Exercise details:
How many lines in the data below contain the string "query"? Count them and reply with the number alone.

____

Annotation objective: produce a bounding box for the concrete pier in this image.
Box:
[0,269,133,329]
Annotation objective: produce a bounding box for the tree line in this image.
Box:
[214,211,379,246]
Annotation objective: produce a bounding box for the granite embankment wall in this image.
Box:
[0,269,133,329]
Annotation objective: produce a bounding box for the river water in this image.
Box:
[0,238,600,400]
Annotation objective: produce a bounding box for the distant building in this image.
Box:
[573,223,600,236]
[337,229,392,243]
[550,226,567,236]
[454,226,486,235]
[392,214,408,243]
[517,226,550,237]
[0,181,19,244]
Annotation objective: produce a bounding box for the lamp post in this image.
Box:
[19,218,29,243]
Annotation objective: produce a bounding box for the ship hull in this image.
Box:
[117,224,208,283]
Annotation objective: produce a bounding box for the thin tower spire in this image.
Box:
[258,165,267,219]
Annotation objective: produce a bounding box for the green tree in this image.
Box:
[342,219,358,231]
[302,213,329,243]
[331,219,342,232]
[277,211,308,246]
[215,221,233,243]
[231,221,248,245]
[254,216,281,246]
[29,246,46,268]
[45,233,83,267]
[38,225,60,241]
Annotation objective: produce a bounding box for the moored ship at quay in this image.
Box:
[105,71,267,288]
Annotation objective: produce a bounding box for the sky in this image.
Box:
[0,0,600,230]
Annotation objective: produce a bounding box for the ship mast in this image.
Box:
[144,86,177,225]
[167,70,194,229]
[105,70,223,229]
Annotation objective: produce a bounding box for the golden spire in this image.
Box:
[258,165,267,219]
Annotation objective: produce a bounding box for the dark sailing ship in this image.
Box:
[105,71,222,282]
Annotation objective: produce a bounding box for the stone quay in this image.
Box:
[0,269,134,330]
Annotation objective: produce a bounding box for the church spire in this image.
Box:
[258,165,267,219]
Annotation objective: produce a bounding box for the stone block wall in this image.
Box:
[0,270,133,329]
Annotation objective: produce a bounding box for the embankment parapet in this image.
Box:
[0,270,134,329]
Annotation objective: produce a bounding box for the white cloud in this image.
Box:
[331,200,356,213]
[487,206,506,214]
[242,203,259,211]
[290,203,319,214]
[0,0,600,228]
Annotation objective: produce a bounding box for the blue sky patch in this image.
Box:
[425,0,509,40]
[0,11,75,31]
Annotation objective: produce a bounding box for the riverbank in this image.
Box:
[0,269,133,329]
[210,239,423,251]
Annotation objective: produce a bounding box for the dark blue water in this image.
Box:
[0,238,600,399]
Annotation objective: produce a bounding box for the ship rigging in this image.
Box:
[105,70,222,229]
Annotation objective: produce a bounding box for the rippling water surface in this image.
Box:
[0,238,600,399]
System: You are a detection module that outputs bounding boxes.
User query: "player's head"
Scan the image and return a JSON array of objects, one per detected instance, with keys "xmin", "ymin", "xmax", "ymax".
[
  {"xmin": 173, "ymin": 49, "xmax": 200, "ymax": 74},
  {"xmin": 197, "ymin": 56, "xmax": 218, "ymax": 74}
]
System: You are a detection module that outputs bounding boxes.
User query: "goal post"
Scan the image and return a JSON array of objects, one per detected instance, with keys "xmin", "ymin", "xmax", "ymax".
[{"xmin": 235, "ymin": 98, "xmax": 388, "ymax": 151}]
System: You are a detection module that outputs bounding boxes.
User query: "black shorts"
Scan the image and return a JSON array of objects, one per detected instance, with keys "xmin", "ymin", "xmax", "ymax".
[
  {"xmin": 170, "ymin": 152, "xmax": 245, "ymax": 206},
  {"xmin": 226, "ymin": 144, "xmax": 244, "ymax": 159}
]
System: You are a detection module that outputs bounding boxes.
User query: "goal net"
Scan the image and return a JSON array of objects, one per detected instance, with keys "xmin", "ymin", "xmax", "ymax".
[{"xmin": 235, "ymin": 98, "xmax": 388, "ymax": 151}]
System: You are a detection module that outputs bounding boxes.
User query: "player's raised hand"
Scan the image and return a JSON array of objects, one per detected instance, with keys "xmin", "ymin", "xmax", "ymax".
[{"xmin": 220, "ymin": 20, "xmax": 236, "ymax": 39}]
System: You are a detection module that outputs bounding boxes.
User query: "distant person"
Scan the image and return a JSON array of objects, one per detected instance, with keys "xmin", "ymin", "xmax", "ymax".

____

Solution to this task:
6